■ Directions for this task
Please rewrite the data below, replacing every "Target" with "Object" and keeping everything else the same.

■ ■ ■ ■ ■

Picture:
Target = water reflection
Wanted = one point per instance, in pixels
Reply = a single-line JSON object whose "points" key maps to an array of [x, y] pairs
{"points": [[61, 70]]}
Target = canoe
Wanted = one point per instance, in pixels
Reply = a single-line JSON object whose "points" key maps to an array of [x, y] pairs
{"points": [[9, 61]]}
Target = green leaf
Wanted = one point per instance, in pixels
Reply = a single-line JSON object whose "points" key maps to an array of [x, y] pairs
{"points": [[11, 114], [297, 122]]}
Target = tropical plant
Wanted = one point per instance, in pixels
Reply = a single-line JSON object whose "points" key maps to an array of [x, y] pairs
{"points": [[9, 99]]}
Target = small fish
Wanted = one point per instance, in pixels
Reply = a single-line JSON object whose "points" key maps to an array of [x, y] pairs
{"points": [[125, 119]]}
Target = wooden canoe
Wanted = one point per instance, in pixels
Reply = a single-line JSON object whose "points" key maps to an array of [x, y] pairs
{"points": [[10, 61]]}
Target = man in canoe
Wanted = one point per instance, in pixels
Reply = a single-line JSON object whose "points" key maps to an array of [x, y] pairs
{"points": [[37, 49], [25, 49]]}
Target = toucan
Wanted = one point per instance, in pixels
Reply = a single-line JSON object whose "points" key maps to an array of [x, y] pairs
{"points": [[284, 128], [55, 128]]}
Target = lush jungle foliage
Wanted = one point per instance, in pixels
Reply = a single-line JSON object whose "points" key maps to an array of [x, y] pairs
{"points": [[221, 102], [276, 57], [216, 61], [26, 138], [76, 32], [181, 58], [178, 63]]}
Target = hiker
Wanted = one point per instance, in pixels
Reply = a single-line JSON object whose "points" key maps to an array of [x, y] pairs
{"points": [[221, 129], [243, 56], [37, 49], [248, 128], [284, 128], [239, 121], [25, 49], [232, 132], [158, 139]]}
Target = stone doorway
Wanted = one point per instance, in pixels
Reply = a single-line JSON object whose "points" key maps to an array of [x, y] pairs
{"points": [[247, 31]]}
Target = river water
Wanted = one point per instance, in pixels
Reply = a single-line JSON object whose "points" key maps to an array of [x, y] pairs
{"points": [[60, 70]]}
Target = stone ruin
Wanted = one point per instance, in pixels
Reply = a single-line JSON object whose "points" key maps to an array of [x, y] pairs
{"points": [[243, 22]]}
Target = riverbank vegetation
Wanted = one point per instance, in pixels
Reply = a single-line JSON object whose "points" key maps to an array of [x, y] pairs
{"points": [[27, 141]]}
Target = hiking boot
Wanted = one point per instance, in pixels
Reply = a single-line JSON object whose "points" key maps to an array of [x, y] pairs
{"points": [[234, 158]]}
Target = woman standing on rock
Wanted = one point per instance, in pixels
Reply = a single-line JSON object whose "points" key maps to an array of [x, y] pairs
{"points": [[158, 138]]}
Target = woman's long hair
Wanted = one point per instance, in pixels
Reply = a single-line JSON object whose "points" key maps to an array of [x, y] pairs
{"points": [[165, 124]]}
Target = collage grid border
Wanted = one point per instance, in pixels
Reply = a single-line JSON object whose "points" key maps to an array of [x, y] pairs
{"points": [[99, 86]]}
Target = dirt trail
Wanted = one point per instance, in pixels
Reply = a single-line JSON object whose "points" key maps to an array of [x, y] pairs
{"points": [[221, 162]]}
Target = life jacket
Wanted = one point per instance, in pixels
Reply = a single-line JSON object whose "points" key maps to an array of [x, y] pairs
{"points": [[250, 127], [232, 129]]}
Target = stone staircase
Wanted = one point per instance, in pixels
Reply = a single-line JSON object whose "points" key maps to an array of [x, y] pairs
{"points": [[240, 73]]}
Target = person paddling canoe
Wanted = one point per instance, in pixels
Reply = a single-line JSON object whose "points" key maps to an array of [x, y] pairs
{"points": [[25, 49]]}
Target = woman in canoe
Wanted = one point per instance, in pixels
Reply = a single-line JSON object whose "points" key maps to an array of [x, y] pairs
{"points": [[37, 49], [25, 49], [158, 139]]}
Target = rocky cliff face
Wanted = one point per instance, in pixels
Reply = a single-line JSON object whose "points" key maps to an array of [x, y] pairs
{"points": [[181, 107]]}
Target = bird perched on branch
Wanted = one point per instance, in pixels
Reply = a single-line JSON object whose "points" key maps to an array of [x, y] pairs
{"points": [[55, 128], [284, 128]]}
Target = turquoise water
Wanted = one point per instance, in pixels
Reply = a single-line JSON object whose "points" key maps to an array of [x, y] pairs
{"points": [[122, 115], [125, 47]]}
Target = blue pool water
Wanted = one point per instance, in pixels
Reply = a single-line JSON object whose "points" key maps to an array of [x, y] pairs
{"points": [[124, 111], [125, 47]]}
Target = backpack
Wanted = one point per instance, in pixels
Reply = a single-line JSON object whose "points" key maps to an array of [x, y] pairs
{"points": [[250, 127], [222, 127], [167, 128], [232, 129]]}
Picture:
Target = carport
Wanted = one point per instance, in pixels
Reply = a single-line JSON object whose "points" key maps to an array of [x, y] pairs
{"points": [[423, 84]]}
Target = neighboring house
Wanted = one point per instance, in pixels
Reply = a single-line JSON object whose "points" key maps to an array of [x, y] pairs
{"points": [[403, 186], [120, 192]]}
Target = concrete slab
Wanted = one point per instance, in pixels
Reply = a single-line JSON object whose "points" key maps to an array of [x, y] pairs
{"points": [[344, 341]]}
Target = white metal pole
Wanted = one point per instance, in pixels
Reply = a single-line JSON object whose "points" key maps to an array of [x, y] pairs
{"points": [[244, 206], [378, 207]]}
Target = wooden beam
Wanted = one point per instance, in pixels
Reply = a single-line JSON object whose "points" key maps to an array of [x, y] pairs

■ ■ ■ ■ ■

■ Solution to the exercise
Picture:
Object = water reflection
Wanted = one point per instance, in pixels
Reply = a single-line JSON object whose "points" key maps to an array of [x, y] pairs
{"points": [[61, 70]]}
Object = canoe
Wanted = one point per instance, in pixels
Reply = a single-line JSON object whose "points" key maps to an array of [x, y] pairs
{"points": [[9, 61]]}
Object = green leaf
Wanted = one point per instance, in pixels
Reply = a single-line JSON object whose "points" key maps to an array of [x, y] pairs
{"points": [[11, 114], [297, 122]]}
Object = tropical plant
Wanted = one point per instance, in pixels
Reply = a single-line JSON object whose "points" key maps to an array of [x, y] pairs
{"points": [[9, 99]]}
Object = small fish
Wanted = one point per instance, in pixels
Reply = a single-line JSON object whose "points" key maps to an array of [x, y] pairs
{"points": [[125, 119]]}
Object = wooden canoe
Wanted = one point per instance, in pixels
Reply = a single-line JSON object whose "points" key maps to an array of [x, y] pairs
{"points": [[10, 61]]}
Object = man in canoe
Wanted = one point per instance, in pixels
Reply = a single-line JSON object whose "points" key maps to an array of [x, y] pairs
{"points": [[37, 49], [25, 49]]}
Object = toucan
Wanted = one point per instance, in pixels
Reply = a single-line JSON object whose "points" key maps to an array of [x, y] pairs
{"points": [[284, 128], [55, 128]]}
Object = lush jungle foliage
Wanted = one point per instance, in pixels
Reply = a single-line JSON object whose "points" key maps to an array of [x, y] pairs
{"points": [[221, 102], [276, 57], [216, 61], [26, 138], [76, 32], [181, 58], [178, 63]]}
Object = hiker
Wanted = one point per instance, in pixels
Reply = a single-line JSON object whose "points" key maps to an array of [x, y] pairs
{"points": [[221, 129], [243, 56], [37, 49], [248, 128], [284, 128], [239, 121], [25, 49], [232, 132], [158, 139]]}
Object = stone doorway
Wanted = one point per instance, in pixels
Reply = a single-line JSON object whose "points" key maps to an array of [x, y] pairs
{"points": [[247, 31]]}
Object = river water
Wanted = one point per instance, in pixels
Reply = a single-line JSON object whose "points" key maps to an array of [x, y] pairs
{"points": [[60, 70]]}
Object = stone ruin
Wanted = one point per instance, in pixels
Reply = a single-line JSON object whose "points" key maps to an array of [x, y] pairs
{"points": [[243, 22]]}
Object = riverbank vegetation
Wanted = one point per instance, in pixels
Reply = a single-line JSON object whose "points" key maps to an array of [x, y] pairs
{"points": [[27, 141]]}
Object = hiking boot
Wanted = one point per instance, in pixels
Reply = a single-line JSON object whose "points" key maps to an array of [x, y] pairs
{"points": [[234, 158]]}
Object = woman standing on rock
Wanted = one point per instance, in pixels
Reply = a single-line JSON object whose "points" key maps to an array of [x, y] pairs
{"points": [[158, 138]]}
Object = woman's long hair
Wanted = one point per instance, in pixels
Reply = a single-line JSON object whose "points" key maps to an array of [x, y] pairs
{"points": [[165, 124]]}
Object = collage grid border
Wanted = one point per instance, in pixels
Reply = a single-line JSON object whose "points" key maps to an array of [x, y] pairs
{"points": [[99, 86]]}
Object = dirt trail
Wanted = one point per instance, in pixels
Reply = a single-line JSON object whose "points" key maps to an array of [x, y] pairs
{"points": [[221, 162]]}
Object = life jacket
Wanted = one point per instance, in pixels
Reply = a single-line JSON object whose "points" key maps to an array of [x, y] pairs
{"points": [[250, 127], [232, 129]]}
Object = stone staircase
Wanted = one point per instance, in pixels
Reply = a single-line JSON object whose "points" key maps to an array of [x, y] pairs
{"points": [[240, 73]]}
Object = person paddling canoe
Wanted = one point per instance, in pixels
Reply = a single-line JSON object whose "points" key maps to an array of [x, y] pairs
{"points": [[25, 49]]}
Object = woman in canoe
Wanted = one point per instance, in pixels
Reply = a single-line JSON object whose "points" key maps to an array of [x, y] pairs
{"points": [[37, 49], [25, 49], [158, 139]]}
Object = rocky cliff face
Wanted = one point per instance, in pixels
Reply = a single-line JSON object whose "points" key maps to an array of [x, y] pairs
{"points": [[181, 107]]}
Object = bird perched on branch
Wanted = one point per instance, in pixels
Reply = a single-line JSON object whose "points" key maps to an array of [x, y] pairs
{"points": [[55, 128], [284, 128]]}
Object = turquoise water
Wanted = one point per instance, in pixels
Reply = a single-line JSON object whose "points" key maps to an array of [x, y] pairs
{"points": [[122, 115], [125, 47]]}
Object = blue pool water
Wanted = one point per instance, in pixels
Reply = a single-line JSON object whose "points" key maps to an array of [x, y] pairs
{"points": [[124, 111], [125, 47]]}
Object = backpack
Wanted = one point per instance, in pixels
Reply = a single-line JSON object whose "points" key maps to an array of [x, y] pairs
{"points": [[250, 127], [222, 127], [167, 128], [232, 129]]}
Picture:
Object = carport
Wanted = one point per instance, in pixels
Reply = a single-line JSON object whose "points" key maps to an array of [x, y] pairs
{"points": [[423, 84]]}
Object = neighboring house
Wanted = one point per instance, in pixels
Reply = a single-line JSON object whose "points" key maps to an array of [x, y] pairs
{"points": [[403, 186], [120, 192]]}
Object = concrete slab
Wanted = one point per instance, in pixels
Reply = a single-line JSON object whose "points" key maps to an array of [x, y] pairs
{"points": [[344, 341]]}
Object = white metal pole
Wanted = one point per instance, in pixels
Reply = a single-line JSON object whose "points" key maps to an array of [x, y] pairs
{"points": [[244, 206], [378, 207]]}
Object = wooden beam
Wanted = one point per instance, in pixels
Reply = a single-line JSON object whose "points" key maps to an array of [x, y] pairs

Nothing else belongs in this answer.